» **Written request A**: In the certificate of amendment below, on what date was the original Certificate of Incorporation filed in the office of the Delaware Secretary of State?
--- START Excerpted text ---
EX-3.1 2 ex_233470.htm EXHIBIT 3.1 ex_233470.htm

 

Exhibit 3.1 - Certificate of Amendment to the Amended and Restated Certificate of Incorporation of Lee Enterprises, Incorporated, effective as of March 12, 2021

 

CERTIFICATE OF AMENDMENT

TO THE

AMENDED AND RESTATED CERTIFICATE

OF INCORPORATION

OF

LEE ENTERPRISES, INCORPORATED

 

Lee Enterprises, Incorporated (the “Corporation”), a corporation organized and existing under and by virtue of the General Corporation Law of the State of Delaware (as amended from time to time, the “DGCL”), does herby certify as follows:

 

1.    The name of the Corporation is Lee Enterprises, Incorporated, and the date on which the original Certificate of Incorporation was filed in the office of the Secretary of State of the State of Delaware was September 22, 1950. The Amended and Restated Certificate of Incorporation of the Corporation was duly adopted in accordance with the DGCL and was filed in the office of the Secretary of State of the State of Delaware on January 30, 2012.

 

2.    The Board of Directors of the Corporation has duly adopted resolutions proposing and declaring advisable that the Amended and Restated Certificate of Incorporation be amended as set forth herein and calling for the consideration and approval thereof at a meeting of the stockholders of the Corporation.

 

3.    The Amended and Restated Certificate of Incorporation of the Corporation is hereby amended by striking the first paragraph of Article FOURTH and substituting in lieu thereof the following:

 

“FOURTH: The total number of shares of all classes of stock which the Corporation shall have authority to issue is 15,500,000 shares, consisting of 500,000 shares of Serial Convertible Preferred Stock, without par value, 12,000,000 shares of Common Stock, par value $0.01 per share (“Common Stock”), and 3,000,000 shares of Class B Common Stock, par value $2.00 per share (“Class B Common Stock”).
--- END Excerpted text ---
» **Written request B**: Rewrite the rows from the line containing "fabric frisbee and record the pixel coordinates." through the end of the rows, changing "instance" to "occurrence" and leaving everything else as it is.
--- START Stored rows ---
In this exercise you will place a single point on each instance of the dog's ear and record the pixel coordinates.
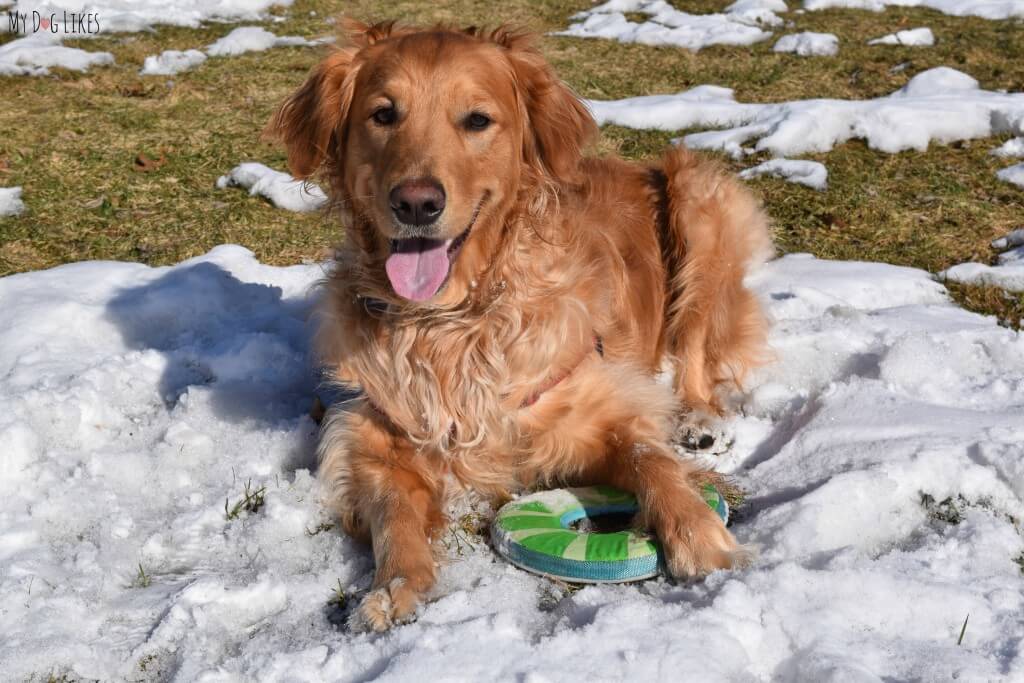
(558, 125)
(311, 118)
(308, 121)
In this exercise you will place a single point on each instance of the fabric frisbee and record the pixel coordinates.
(535, 534)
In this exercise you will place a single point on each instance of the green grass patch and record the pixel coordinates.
(72, 139)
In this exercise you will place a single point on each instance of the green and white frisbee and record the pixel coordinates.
(535, 534)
--- END Stored rows ---
» **Answer A**: September 22, 1950.

» **Answer B**:
In this exercise you will place a single point on each occurrence of the fabric frisbee and record the pixel coordinates.
(535, 534)
In this exercise you will place a single point on each occurrence of the green grass patch and record the pixel coordinates.
(72, 139)
In this exercise you will place a single point on each occurrence of the green and white frisbee and record the pixel coordinates.
(535, 534)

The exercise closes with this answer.